* SELECTED PASSAGE

Attorney Gordon: "Hello, may I please speak with Madame X?"
Madame X: "This is she."
Attorney Gordon: "Hi. My name is Susan Gordon from Notaro Epstein Family Law Group, P.C.. You asked for me to give you a phone call regarding some questions about divorce. Can you give me a brief background as to your situation?"
Madame X: "Yes. My husband and I were thinking about getting a divorce. We still live together in Mt. Lebanon but we know that the marriage is over, and we know we can try to work through this amicably. What should I do?"
Attorney Gordon: "Are the two of you willing to work on a settlement in mediation?"
If the answer is yes, I would setup a time for her to speak with Attorney Bethany Notaro, the owner of our firm, about mediation and divorce. Mediation is a process wherein the parties sit down with a mediator to hammer out their differences regarding issues arising from their marriage. The issues may include divorce, dividing up the assets/debts, custody, and support. Many attorneys offer mediation services but many are not specially trained in the area. In our office, Attorney Notaro is certified in Conflict Resolution and Professional Mediation from the Pittsburgh Mediation Center, and is educated in Mediation and Alternative Dispute Resolution at the University of Pittsburgh School of Law.
Attorney Notaro provides further details about mediation during her initial phone consultation. Normally, she will bring in both parties for a sit-down, one hour office consultation to discuss the mediation itself and documents needed for the mediation session. Next, she will schedule a date for the mediation session (usually three hours). Her role at the mediation is to facilitate a settlement between the parties (which she can reduce to a Memorandum or Agreement). For parties that choose the mediation route, note that the mediator (and firm) does not represent any party nor does the mediator give any legal advice. Sometimes, parties go through mediation and take their agreement to their own attorneys to review. However, if one party refuses or will refuse to participate, mediation is not the appropriate course of action. Example:
Madame X: "No, I don't think he would be willing to do that. Also, I want my own attorney."
Attorney Gordon: "Okay. Have the two of you discussed any type of settlement?"
If the answer is yes, I will bring Madame X in for a sit-down, one hour office consultation to review the outline of a settlement and to discuss the divorce, support and custody law. Madame X could then retain our office to draft the Marriage Settlement and send to Mr. X to take to his own attorney to review. If a settlement is possible, we will try and work one out prior to filing for divorce. If not, and no amicable "First Step" options are available:
Madame X: "No. I can't talk to him about anything. I want him to move out of the home and move in my younger lover, Jean-Paul, with me and my three children."
Attorney Gordon: "Well then, I recommend that you come into our office for a sit-down, one hour office consultation to talk about your options before your Husband or you do anything."

* RAW DATA
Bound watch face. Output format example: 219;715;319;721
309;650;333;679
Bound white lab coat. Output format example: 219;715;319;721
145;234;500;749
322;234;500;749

* EXERCISE REQUIREMENTS
a) In the divorce consultation text, condense the paragraph that begins "If the answer is yes, I would setup a time" into a bulleted list that keeps its main facts.
b) Reproduce word for word the stretch of the divorce consultation text from "If the answer is yes, I would" through "School of Law.".

* ANSWERS PROVIDED
a)
- If Madame X is willing to mediate, a time would be set up for her to speak with Attorney Bethany Notaro, the firm's owner, about mediation and divorce.
- In mediation, the parties sit down with a mediator to work out their differences over issues arising from the marriage.
- These issues may include divorce, dividing assets and debts, custody, and support.
- Many attorneys offer mediation, but many are not specially trained in it.
- Attorney Notaro is certified in Conflict Resolution and Professional Mediation from the Pittsburgh Mediation Center. She is also educated in Mediation and Alternative Dispute Resolution at the University of Pittsburgh School of Law.

b)
If the answer is yes, I would setup a time for her to speak with Attorney Bethany Notaro, the owner of our firm, about mediation and divorce. Mediation is a process wherein the parties sit down with a mediator to hammer out their differences regarding issues arising from their marriage. The issues may include divorce, dividing up the assets/debts, custody, and support. Many attorneys offer mediation services but many are not specially trained in the area. In our office, Attorney Notaro is certified in Conflict Resolution and Professional Mediation from the Pittsburgh Mediation Center, and is educated in Mediation and Alternative Dispute Resolution at the University of Pittsburgh School of Law.